WRITTEN REQUEST A:
Select every line of the records that contains the word "distant".
-- READING PASSAGE start --
Supreme Court of Arkansas

May 24, 2018



          Jeff Rosenzweig, for appellant.

          Leslie Rutledge, Att'y Gen., by: Amanda Jegley, Ass't Att'y Gen., for appellee.

          JOSEPHINE LINKER HART, Associate Justice.

         Appellant Carl Mouton, was convicted in the Pulaski County Circuit Court of two counts of sexual assault in the second degree. On appeal, Mouton argues that he should have been permitted to present evidence of the sexual nature of the relationship between the victim, KV, and another minor, EP. Mouton argues that the exclusion of this evidence did not comport with Arkansas Rule of Evidence 411, and that the exclusion violated his constitutional right to present a defense. The State has also appealed, requesting that this court declare error regarding the trial court's refusal to allow Brittany Perry from testifying against Mr. Mouton as a 404(b) witness.

         I. Background

         Carl Mouton was the band director for Oak Grove High School and then continued to serve as band director after Oak Grove High School became Maumelle High School in 2011. The high school's band program saw great success during Mouton's tenure, which developed an environment where both parents and students alike took pride in the school band and participated in its activities through a booster program.

         KV attended Maumelle High School and played in the band from 10th through 12th grade. She graduated early at sixteen years old and was attending classes as a freshman in college at the time of the trial below. KV, like many other students, had a very close and friendly relationship with Mouton. KV and Mouton would regularly hug each other at school and band functions. Beginning in November 2014, KV began a dating relationship with another female student in the band, EP. At some point, KV's and EP's parents found out about their relationship, and they attempted to put an end to it by having KV, EP, and certain school officials sign an agreement that KV and EP would not sit together or hang out together at school unsupervised; however, Mouton did not force the girls to abide by the agreement when they were under his supervision. By the date of the pretrial hearing, May 8, 2017, KV and EP were no longer in a dating relationship.
-- READING PASSAGE end --
WRITTEN REQUEST B:
List every year mentioned in the court opinion above, in the order in which each first appears.
-- TASK DATA start --
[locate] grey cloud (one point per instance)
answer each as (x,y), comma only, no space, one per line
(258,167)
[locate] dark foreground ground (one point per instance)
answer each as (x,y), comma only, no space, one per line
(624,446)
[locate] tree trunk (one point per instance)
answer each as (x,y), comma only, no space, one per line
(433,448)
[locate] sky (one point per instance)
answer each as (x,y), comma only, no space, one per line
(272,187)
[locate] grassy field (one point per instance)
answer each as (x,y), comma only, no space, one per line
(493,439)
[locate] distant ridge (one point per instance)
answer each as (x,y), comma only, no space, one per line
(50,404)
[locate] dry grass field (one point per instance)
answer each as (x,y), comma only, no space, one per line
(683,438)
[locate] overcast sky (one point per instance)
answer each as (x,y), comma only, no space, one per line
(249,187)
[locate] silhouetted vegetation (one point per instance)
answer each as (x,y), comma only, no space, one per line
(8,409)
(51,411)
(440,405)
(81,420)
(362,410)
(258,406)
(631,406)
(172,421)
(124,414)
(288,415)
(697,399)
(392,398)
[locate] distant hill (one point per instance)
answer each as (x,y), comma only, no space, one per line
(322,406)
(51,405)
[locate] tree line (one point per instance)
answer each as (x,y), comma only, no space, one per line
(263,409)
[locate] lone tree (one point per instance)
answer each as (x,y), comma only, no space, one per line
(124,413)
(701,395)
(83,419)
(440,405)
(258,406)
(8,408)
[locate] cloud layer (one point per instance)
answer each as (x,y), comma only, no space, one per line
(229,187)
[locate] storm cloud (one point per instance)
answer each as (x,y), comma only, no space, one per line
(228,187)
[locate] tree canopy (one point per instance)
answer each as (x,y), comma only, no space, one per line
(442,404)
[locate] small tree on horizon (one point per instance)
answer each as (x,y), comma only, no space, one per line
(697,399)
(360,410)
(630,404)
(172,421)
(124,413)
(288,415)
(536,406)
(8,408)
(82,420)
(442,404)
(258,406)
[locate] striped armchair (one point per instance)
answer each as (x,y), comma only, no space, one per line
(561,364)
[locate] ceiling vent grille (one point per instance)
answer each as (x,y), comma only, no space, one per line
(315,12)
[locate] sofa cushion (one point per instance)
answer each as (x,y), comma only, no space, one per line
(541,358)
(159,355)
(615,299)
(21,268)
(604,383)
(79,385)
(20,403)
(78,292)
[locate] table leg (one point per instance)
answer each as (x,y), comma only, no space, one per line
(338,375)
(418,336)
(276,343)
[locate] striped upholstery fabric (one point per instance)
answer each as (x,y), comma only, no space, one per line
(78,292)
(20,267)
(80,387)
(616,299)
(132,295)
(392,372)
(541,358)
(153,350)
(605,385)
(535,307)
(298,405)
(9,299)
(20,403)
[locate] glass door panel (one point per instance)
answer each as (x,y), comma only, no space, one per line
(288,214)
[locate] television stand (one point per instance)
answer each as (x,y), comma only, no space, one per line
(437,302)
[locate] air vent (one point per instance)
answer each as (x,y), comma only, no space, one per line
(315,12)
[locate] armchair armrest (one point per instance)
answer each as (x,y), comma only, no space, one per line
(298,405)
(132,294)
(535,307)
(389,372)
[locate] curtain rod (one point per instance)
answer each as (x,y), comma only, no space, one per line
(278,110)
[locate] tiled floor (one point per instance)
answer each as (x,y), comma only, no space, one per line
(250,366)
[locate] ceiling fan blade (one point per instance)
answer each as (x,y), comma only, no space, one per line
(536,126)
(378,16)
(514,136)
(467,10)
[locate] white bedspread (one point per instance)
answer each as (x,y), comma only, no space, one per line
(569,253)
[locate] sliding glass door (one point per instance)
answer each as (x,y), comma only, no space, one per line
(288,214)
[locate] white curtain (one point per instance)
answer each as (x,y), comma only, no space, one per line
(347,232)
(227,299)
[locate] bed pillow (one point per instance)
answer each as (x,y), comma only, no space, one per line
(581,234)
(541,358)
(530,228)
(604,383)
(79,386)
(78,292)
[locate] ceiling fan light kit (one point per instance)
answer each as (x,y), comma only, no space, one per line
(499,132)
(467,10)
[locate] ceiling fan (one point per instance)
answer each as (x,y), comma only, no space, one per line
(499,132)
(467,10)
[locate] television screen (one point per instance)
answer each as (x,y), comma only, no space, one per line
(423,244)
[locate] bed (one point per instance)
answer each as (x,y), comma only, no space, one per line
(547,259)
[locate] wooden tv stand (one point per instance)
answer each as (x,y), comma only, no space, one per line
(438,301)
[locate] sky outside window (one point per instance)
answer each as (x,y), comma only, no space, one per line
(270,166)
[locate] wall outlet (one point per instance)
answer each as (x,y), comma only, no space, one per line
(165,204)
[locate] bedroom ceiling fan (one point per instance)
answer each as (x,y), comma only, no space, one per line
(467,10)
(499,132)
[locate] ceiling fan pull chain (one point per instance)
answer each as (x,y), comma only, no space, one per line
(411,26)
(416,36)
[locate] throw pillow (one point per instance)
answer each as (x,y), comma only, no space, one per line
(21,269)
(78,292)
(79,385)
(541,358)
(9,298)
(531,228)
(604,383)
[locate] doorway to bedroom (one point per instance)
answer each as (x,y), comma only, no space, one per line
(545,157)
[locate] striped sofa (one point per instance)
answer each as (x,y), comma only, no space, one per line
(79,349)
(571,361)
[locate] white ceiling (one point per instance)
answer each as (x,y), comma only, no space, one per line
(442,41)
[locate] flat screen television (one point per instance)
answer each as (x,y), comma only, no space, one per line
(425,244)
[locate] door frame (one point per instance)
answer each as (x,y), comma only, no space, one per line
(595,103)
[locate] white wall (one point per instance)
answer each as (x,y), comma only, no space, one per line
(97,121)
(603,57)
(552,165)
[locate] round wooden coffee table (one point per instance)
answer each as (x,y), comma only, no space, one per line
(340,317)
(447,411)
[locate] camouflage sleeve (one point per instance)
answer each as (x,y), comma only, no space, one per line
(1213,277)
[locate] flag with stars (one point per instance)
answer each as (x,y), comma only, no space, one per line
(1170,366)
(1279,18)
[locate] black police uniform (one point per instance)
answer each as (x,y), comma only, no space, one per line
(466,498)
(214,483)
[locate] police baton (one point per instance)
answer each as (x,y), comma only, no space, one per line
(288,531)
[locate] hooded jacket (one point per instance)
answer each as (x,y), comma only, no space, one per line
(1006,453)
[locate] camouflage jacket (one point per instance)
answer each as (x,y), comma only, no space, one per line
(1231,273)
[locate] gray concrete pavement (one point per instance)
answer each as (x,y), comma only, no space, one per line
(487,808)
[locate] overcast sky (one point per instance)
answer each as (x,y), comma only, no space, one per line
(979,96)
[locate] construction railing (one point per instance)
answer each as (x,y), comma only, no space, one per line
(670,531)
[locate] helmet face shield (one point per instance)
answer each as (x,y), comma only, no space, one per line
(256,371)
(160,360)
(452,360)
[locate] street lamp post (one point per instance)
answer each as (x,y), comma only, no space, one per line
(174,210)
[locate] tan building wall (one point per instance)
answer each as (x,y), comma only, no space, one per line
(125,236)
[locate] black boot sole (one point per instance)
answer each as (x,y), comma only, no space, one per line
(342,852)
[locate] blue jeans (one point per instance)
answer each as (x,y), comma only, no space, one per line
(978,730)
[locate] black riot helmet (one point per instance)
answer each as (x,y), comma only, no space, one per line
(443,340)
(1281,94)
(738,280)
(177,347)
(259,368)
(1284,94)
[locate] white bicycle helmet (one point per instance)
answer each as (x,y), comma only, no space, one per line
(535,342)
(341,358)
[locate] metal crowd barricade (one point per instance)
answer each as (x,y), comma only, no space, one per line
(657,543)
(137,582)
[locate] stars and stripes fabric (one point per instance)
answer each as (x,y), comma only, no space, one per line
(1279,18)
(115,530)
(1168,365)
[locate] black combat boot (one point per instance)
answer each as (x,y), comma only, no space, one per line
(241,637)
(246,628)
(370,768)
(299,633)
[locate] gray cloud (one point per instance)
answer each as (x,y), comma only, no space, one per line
-- TASK DATA end --
EXERCISE RESPONSE A:
[locate] distant ridge (one point per instance)
[locate] distant hill (one point per instance)

EXERCISE RESPONSE B:
2018
2011
2014
2017